Text section
Here's another fact: I'm a single woman in my early 40s. The odds of getting pregnant are conspicuously slim. For a woman my age, according to the American Pregnancy Association, the chance of having a baby via IVF is between 6% and 10%. That number decreases with every failed attempt, so now my odds are even lower.
In the United States, infertility affects about 12% of the reproductive-age population. This includes 7.3 million women and their partners, or one in every seven or eight couples in the country. A third of infertility cases are related to the male, a third to the female, and another third to both partners (or unexplained). In any given month, with a man whose parts are in order, a healthy woman's chance of getting pregnant naturally is 20% to 25% if she's in her 20s, 10% to 15% in her 30s, and 5% in her 40s. Really, it's miraculous at any age.
Some four million babies have been born thanks to IVF since the first "test tube baby" was born on July 25, 1978. Many more have not. The overall IVF success rate sits at around 30% today.
The profession is advancing, but cases are getting trickier. I've been going to the Colorado Center for Reproductive Medicine, and the mean age of women walking through the door there has increased from 32 to 39 in the past two decades. That's a great leap in the wrong direction.
The clinic's founder and medical director, William Schoolcraft, says that about 65% of the female infertility he sees now is due primarily to the age of the eggs, which usually (though not always) correlates with the age of the woman. Freezing eggs (successful just 10% of the time a few years ago, 80% of the time now) and egg donation have revolutionized the business of infertility. But they can't solve everything.
When we were young, we were taught again and again that we shouldn't get pregnant. Now we can't.
I'm not that woman from the Roy Lichtenstein print who forgot to have children. I was never so wrapped up in my career that I didn't think about starting a family. But I'm not over 40 and childless for no reason. I was diagnosed with endometriosis, a condition that makes it hard, sometimes impossible, to conceive. I gave too much time to the wrong men. I smoked in my 20s. I preferred red wine to sparkling water. I ate too much milk chocolate. I liked limericks. I know all the wrong that I've done.

Task directions
Translate this sentence from the infertility text into Spanish: "The overall IVF success rate sits at around 30% today." The material has nothing to do with the infertility text.

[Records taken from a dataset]
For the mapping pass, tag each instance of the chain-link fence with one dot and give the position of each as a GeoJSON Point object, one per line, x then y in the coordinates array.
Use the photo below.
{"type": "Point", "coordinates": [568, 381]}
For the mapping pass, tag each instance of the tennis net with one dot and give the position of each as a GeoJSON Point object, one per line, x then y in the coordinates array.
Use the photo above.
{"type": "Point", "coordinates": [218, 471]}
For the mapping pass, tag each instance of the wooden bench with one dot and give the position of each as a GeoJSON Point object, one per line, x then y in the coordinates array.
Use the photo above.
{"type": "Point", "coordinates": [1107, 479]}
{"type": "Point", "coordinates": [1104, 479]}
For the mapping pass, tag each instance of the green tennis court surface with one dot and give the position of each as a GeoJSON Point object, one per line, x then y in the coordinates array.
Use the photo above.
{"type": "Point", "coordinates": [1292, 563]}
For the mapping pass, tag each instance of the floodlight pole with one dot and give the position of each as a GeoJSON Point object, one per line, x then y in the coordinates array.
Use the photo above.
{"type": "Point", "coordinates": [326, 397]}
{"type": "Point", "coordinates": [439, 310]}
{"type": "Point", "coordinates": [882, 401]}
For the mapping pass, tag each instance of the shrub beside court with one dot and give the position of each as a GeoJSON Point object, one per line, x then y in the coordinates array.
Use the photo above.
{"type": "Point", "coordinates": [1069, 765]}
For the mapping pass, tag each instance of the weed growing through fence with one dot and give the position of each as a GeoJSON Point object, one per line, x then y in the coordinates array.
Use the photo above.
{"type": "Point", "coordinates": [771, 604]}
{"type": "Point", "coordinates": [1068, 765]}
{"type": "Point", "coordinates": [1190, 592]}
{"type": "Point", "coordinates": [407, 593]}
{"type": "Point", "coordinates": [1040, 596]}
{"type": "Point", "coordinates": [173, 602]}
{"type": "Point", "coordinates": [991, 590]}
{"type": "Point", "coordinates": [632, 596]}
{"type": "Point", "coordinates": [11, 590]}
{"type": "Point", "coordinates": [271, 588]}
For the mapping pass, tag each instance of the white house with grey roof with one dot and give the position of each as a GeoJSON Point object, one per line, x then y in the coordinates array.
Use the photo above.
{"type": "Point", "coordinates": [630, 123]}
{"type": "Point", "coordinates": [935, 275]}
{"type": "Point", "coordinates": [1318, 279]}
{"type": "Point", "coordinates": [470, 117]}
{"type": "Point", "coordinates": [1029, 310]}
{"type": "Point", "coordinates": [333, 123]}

Reply
La tasa general de éxito de la FIV se sitúa hoy en torno al 30 %.